Extracted records
---

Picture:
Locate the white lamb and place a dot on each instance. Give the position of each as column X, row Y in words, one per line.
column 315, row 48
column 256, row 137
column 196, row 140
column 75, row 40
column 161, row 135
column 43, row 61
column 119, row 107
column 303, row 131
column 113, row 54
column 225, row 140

---

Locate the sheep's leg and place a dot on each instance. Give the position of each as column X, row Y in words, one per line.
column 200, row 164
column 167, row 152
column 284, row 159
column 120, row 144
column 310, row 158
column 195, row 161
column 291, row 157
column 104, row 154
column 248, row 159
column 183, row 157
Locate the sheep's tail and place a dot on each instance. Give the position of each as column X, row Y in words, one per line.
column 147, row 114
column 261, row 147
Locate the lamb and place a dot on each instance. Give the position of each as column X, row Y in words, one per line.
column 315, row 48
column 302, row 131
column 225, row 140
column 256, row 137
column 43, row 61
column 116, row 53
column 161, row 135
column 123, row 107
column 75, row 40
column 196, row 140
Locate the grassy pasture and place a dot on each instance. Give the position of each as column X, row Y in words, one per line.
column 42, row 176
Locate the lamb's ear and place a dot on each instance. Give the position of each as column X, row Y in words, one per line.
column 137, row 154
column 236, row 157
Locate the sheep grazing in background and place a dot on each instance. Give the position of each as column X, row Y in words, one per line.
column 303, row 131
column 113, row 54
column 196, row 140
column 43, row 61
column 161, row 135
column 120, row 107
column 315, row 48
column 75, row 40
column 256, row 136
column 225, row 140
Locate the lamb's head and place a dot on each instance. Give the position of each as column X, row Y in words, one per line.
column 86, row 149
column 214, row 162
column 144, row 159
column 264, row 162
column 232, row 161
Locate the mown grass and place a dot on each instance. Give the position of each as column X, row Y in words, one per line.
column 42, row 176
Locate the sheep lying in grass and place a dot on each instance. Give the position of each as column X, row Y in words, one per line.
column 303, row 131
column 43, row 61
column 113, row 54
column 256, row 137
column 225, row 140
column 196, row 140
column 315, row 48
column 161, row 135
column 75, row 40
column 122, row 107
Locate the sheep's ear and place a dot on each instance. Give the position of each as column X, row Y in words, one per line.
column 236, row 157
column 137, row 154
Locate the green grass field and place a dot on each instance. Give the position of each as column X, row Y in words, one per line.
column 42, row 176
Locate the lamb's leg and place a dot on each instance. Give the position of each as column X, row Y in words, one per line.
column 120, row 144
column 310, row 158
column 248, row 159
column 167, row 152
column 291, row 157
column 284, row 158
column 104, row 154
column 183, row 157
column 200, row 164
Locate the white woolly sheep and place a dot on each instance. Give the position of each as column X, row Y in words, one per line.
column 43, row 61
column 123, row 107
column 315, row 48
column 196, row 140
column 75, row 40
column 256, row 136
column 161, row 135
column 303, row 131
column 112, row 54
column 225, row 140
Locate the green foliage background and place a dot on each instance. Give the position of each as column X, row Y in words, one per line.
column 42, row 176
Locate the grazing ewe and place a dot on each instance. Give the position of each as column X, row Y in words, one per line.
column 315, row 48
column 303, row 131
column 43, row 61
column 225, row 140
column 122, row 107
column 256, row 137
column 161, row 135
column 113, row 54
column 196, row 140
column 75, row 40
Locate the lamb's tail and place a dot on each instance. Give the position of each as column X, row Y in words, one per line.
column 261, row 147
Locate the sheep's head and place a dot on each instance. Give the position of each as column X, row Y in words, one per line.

---

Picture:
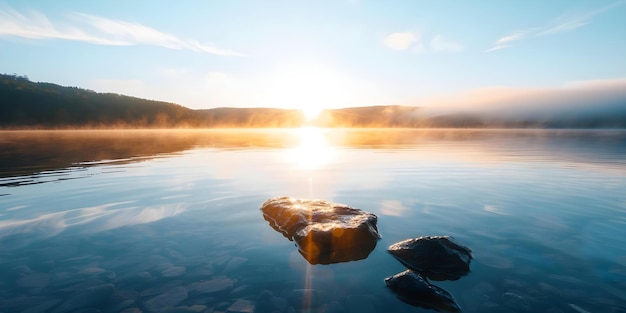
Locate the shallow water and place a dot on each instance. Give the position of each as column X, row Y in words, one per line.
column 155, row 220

---

Requirements
Write out again the entries starting with the line with "Locate the grazing" and going on through the line with "Locate the sheep's head", swapping "dot" for "mark" and leaving everything else unchanged.

Solution below
Locate the grazing ewe and place a mark on each instance. Give the position of each as column X, row Y in words, one per line.
column 315, row 48
column 303, row 131
column 43, row 61
column 225, row 140
column 122, row 107
column 256, row 137
column 161, row 135
column 113, row 54
column 196, row 140
column 75, row 40
Locate the lamb's tail and place a mark on each instance. Give the position of each as column X, row Y in words, one per line.
column 261, row 147
Locate the sheep's head and place a mark on each instance. Give the position of each as column X, row Y in words, one per line.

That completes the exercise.